# START OF DATA PROVIDED

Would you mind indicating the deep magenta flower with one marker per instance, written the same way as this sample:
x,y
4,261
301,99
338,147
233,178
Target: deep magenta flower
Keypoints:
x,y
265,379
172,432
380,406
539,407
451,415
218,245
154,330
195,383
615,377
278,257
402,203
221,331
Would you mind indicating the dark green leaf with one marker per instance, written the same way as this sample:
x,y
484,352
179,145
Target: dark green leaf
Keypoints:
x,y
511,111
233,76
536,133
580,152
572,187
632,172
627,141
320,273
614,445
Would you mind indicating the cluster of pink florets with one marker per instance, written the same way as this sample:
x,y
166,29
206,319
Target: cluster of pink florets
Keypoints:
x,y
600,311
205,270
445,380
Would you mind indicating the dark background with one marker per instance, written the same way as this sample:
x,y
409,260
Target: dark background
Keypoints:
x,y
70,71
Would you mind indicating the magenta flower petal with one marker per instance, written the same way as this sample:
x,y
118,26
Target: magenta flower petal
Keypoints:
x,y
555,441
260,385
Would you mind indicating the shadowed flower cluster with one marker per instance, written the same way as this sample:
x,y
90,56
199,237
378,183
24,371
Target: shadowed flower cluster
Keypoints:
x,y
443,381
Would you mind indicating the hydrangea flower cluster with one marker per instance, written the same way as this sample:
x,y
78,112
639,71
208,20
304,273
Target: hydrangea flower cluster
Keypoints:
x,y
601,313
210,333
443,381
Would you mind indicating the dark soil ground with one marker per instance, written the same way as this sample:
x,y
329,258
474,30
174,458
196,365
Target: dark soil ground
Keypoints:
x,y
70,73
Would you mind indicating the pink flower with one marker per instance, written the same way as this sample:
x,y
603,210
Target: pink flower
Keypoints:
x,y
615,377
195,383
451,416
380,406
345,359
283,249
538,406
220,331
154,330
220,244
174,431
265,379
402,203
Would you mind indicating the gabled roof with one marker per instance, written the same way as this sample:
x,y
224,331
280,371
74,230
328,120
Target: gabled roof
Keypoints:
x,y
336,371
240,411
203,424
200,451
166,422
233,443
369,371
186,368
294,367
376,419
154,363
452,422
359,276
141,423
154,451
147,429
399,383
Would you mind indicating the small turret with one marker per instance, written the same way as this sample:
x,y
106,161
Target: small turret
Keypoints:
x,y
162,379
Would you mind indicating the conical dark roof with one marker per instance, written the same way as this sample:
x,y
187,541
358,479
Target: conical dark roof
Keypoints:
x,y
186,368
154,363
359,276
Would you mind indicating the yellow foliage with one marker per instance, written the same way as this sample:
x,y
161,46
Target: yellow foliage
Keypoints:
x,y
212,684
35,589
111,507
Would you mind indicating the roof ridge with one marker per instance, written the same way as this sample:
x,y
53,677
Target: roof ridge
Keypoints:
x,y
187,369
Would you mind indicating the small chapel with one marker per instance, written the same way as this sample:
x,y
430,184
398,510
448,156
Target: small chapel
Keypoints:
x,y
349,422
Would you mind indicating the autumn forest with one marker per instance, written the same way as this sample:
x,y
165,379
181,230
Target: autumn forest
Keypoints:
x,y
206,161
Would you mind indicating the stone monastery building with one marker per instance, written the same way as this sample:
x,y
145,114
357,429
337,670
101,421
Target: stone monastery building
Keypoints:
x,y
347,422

# END OF DATA PROVIDED

YOUR INSTRUCTIONS →
Write out again, unchanged, every line from the line containing "Would you mind indicating the gabled" to the final line of the material above.

EXERCISE SOLUTION →
Would you mind indicating the gabled roof with one marker per instance, written the same way as this sample:
x,y
224,331
280,371
74,230
328,120
Target: gabled roof
Keypoints:
x,y
336,371
240,411
203,424
200,451
166,422
233,443
369,371
186,368
294,367
376,419
154,363
452,422
359,276
141,423
154,451
147,429
399,383
Would you mind indicating the small turret with one marker per instance, written the same way as this sample:
x,y
106,161
Target: small turret
Keypoints:
x,y
162,379
Would you mind indicating the conical dark roof with one marker per instance, written the same way as this sample:
x,y
187,541
358,479
Target: conical dark roof
Keypoints:
x,y
186,368
154,363
359,276
Would you mind indicating the yellow foliage with one marker per instance, written the same way as this sample:
x,y
161,46
Target: yellow foliage
Keypoints:
x,y
212,684
35,589
111,507
Would you mind indicating the roof ridge with one marker per instance, written the same way as this sample:
x,y
53,677
Target: roof ridge
Keypoints:
x,y
187,369
Would you mind indicating the small chapel with one marker per instance, written the same way as this sample:
x,y
430,184
398,510
448,156
Target: small chapel
Keypoints:
x,y
349,422
Would you mind indicating the autumn forest with one marker per instance, written the same way as this sample:
x,y
165,379
181,230
Target: autumn forest
Keypoints:
x,y
206,161
Would you mind indicating the stone monastery building with one marker per instance, written the same way as this sample:
x,y
145,114
357,429
337,670
101,421
Target: stone monastery building
Keypoints:
x,y
347,422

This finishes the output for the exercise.